Zu bearbeiten
[1] Welchem Anteil der Bevölkerung fehlt laut dem Dokumentauszug über Photovoltaik-Inselanlagen eine stabile Stromversorgung oder jede Stromversorgung?
[2] Begründen Sie anhand des Dokumentauszugs, weshalb das in Deutschland gängige Modell netzgekoppelter Photovoltaikanlagen für ländliche Regionen Afrikas ungeeignet ist.
[3] Setzen Sie den Dokumentauszug über Photovoltaik-Inselanlagen im Anschluss an seinen letzten Satz fort.

Power to the people

Viel Sonne, wenig Strom – das beschreibt die Situation vieler Menschen in Asien, Afrika und Lateinamerika. Photovoltaik-Inselanlagen können das ändern. Der wachsende Markt eröffnet auch deutschen Unternehmen neue Möglichkeiten…

Wenn Wolfgang Hofstätter erzählt, dass er sein Geld als Energie-Dienstleister in Afrika verdient, wird er oft erst einmal schräg angeschaut. „Dabei ist nichts logischer, wenn dort 80 Prozent der Bevölkerung keine oder keine stabile Stromversorgung haben“, sagt der Vorstand der Münchener Kaïto Energie AG, die vor allem in ländlichen Regionen Afrikas Anlagen zur Energieerzeugung aus regenerativen Quellen projektiert, liefert und betreibt. Notwendig sind Hofstätter zufolge Lösungen, die dem lokalen Bedarf und Verhältnissen gerecht werden. Das heißt: Das in der westlichen Welt und nicht zuletzt in Deutschland gängige Modell, bei dem eine Photovoltaikanlage an das Stromnetz angeschlossen und die erzeugte Energie eingespeist wird, ist für ländliche Regionen in afrikanischen und anderen Ländern mit schlechter Infrastruktur keine Lösung – schließlich gibt es dort in der Regel flächendeckend weder Netz noch Stromversorger, und schon gar keine Einspeisevergütung.

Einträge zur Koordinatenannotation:
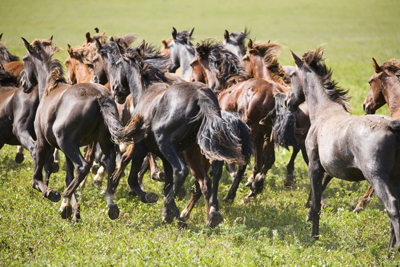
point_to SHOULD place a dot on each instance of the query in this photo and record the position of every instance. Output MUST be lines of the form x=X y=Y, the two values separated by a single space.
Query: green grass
x=269 y=231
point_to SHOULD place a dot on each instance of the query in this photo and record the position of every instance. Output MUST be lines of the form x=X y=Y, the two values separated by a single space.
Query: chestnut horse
x=80 y=66
x=384 y=87
x=261 y=61
x=252 y=99
x=69 y=117
x=177 y=116
x=351 y=148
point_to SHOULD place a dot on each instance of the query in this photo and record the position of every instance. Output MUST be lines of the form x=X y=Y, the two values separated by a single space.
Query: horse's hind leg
x=40 y=155
x=365 y=200
x=290 y=179
x=156 y=174
x=390 y=200
x=19 y=156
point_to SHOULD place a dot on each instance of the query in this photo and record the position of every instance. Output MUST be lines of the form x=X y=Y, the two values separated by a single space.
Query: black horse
x=347 y=147
x=178 y=117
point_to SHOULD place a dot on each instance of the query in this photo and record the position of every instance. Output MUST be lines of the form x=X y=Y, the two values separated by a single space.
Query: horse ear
x=226 y=35
x=174 y=33
x=28 y=46
x=376 y=66
x=70 y=50
x=164 y=43
x=98 y=44
x=87 y=36
x=296 y=59
x=250 y=44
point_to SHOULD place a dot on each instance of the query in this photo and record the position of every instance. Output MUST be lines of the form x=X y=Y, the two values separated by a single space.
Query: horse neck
x=319 y=104
x=392 y=96
x=185 y=58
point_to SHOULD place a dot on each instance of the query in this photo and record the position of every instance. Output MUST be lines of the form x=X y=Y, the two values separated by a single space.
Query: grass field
x=269 y=231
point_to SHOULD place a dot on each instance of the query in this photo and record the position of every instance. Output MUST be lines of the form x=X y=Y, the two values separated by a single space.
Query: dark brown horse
x=252 y=99
x=384 y=88
x=80 y=69
x=351 y=148
x=69 y=117
x=261 y=61
x=181 y=117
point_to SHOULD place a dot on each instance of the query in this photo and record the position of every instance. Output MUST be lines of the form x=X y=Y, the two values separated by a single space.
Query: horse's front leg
x=316 y=173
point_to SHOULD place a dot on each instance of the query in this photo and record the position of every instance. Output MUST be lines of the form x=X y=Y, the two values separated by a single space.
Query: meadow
x=268 y=231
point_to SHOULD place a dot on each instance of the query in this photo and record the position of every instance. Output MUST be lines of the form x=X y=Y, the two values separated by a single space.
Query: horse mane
x=53 y=65
x=239 y=37
x=227 y=66
x=392 y=66
x=5 y=55
x=270 y=52
x=54 y=80
x=149 y=62
x=7 y=79
x=315 y=60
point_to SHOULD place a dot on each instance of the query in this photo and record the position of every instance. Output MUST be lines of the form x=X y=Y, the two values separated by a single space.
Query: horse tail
x=131 y=132
x=284 y=123
x=216 y=139
x=241 y=130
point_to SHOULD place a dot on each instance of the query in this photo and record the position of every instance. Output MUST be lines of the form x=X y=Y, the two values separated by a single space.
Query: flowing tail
x=131 y=132
x=241 y=130
x=215 y=138
x=284 y=123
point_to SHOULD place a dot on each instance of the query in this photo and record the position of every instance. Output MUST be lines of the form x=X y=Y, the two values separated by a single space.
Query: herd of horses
x=196 y=107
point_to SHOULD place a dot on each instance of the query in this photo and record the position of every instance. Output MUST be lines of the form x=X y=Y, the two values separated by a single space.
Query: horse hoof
x=185 y=214
x=290 y=181
x=167 y=217
x=19 y=158
x=159 y=176
x=214 y=219
x=54 y=196
x=113 y=211
x=151 y=197
x=66 y=212
x=55 y=167
x=181 y=193
x=182 y=224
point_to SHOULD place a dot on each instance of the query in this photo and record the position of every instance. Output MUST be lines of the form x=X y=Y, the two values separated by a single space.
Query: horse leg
x=215 y=216
x=235 y=184
x=290 y=179
x=19 y=156
x=82 y=168
x=174 y=165
x=388 y=195
x=108 y=161
x=138 y=153
x=231 y=168
x=268 y=160
x=325 y=181
x=156 y=174
x=39 y=156
x=364 y=200
x=258 y=145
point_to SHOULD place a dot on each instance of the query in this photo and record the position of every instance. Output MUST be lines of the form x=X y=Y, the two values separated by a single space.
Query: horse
x=261 y=62
x=251 y=98
x=11 y=64
x=79 y=66
x=351 y=148
x=181 y=52
x=70 y=116
x=384 y=87
x=183 y=117
x=234 y=42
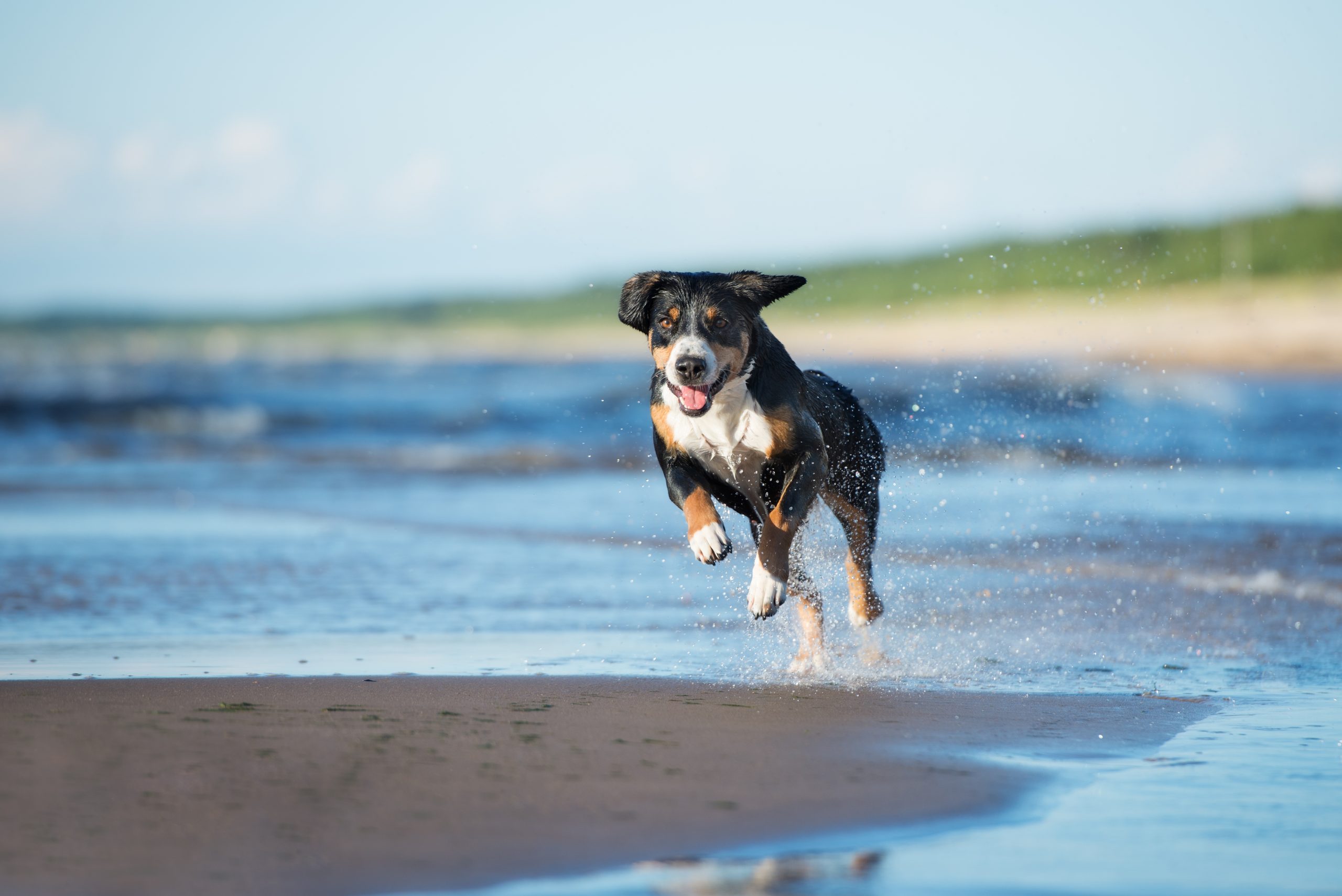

Lösungen
[1] 80 Prozent.

[2] In diesen Regionen mit schlechter Infrastruktur gibt es in der Regel flächendeckend weder ein Stromnetz noch Stromversorger. Außerdem fehlt dort eine Einspeisevergütung. Damit entfällt die Grundlage für das Einspeisen der erzeugten Energie.

[3]
Dass all diese Dinge für Photovoltaikanwendungen ohnehin nicht existenziell wichtig sind, scheint die Solarbranche fast vergessen zu haben. Dabei sind netzferne Inselanlagen ihr Ursprung – in Deutschland, wo der Solarboom in den 1980er Jahren mit Erzeugung und Eigenverbrauch von Solarstrom begann, aber auch anderswo: Nach Zahlen des Photovoltaic Power System Programme (PVPS) der Internationalen Energie-Agentur (IEA) wurde 1995 in Afrika noch ein Viertel des weltweiten Photovoltaikzubaus installiert, und der globale Offgrid-Markt war damals doppelt so groß wieder Absatz netzgekoppelter Systeme. Inzwischen hat sich das Verhältnis deutlich verschoben. Von den 14.192 Megawatt Photovoltaikzubau, den die IEA in den von ihr beobachteten Ländern für das Jahr 2010 verzeichnet, gehören 94 Megawatt zu Offgrid-Projekten; und von den Ende 2010 erreichten 34.953 Megawatt installierter Photovoltaikleistung arbeiten 980 Megawatt in netzfernen Anlagen.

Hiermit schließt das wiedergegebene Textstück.